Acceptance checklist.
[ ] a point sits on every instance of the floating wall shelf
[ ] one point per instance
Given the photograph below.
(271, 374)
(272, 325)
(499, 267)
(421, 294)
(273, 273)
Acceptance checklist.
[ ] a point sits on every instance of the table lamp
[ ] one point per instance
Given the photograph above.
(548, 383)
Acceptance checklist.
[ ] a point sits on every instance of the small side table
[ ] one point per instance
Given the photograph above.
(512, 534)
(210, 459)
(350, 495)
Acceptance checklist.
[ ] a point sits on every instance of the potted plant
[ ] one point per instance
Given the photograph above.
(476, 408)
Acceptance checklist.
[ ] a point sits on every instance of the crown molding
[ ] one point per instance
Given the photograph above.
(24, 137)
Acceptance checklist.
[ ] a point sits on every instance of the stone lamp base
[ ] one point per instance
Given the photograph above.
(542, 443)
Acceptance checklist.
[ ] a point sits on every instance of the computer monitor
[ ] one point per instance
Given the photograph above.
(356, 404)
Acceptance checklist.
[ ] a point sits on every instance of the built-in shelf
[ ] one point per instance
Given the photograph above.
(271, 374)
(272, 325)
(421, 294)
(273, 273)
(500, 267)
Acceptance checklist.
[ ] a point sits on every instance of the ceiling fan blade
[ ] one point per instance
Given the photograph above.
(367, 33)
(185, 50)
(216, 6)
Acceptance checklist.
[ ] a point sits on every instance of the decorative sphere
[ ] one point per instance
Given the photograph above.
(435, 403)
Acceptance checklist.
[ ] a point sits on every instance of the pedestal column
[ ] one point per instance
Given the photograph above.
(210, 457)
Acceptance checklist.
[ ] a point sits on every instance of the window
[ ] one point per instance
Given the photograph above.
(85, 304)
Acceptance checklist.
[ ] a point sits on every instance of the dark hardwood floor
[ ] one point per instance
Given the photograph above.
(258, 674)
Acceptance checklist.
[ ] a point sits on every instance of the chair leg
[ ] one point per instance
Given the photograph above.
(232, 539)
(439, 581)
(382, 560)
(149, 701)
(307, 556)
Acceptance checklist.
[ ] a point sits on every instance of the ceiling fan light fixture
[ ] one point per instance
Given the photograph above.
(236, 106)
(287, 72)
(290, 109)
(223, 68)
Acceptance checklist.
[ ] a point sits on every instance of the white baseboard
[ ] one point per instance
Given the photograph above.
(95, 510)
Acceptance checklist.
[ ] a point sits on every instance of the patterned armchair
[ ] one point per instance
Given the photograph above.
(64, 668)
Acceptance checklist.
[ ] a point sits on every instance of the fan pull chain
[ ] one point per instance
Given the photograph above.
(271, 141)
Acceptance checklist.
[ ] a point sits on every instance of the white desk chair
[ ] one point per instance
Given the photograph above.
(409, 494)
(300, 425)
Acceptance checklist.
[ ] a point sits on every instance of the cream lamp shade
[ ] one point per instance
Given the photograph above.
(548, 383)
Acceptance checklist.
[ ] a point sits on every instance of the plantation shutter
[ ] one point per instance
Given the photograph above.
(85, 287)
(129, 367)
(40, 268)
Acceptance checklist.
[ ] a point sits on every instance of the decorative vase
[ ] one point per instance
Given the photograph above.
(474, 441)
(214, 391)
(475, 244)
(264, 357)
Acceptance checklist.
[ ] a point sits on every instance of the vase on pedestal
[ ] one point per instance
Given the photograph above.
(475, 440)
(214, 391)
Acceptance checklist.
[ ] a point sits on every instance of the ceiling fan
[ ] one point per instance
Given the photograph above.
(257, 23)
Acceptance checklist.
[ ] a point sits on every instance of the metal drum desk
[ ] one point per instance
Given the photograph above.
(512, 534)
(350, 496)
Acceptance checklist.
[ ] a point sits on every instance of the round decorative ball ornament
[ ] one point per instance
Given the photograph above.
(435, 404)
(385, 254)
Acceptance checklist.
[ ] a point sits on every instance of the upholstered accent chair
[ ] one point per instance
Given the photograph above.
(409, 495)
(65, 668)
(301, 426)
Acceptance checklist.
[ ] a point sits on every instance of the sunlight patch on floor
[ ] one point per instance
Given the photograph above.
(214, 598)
---+---
- What is needed -
In the entries above, which lines hold the word "floor"? Copy them out.

- Completed task -
[ ] a point sits on every instance of the dark hardwood floor
[ ] a point sits on every instance of the sunlight patch on floor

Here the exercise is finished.